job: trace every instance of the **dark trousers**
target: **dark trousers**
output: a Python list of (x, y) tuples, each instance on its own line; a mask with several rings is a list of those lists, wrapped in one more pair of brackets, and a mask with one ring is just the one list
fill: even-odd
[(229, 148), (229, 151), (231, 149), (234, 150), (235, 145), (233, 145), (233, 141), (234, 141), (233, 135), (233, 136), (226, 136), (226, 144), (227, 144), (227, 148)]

+-------+

• **Written exercise**
Return the lines above word for word, without changing anything.

• **Task solution**
job: trace every instance of the **dark trousers**
target: **dark trousers**
output: a Python list of (x, y) tuples, each instance on its own line; a mask with several rings is a list of those lists, wrapped in one more pair of brackets, and a mask with one ring is just the one list
fill: even-odd
[(229, 148), (229, 151), (231, 149), (234, 150), (235, 145), (233, 145), (233, 141), (234, 141), (233, 135), (233, 136), (226, 136), (226, 144), (227, 144), (227, 148)]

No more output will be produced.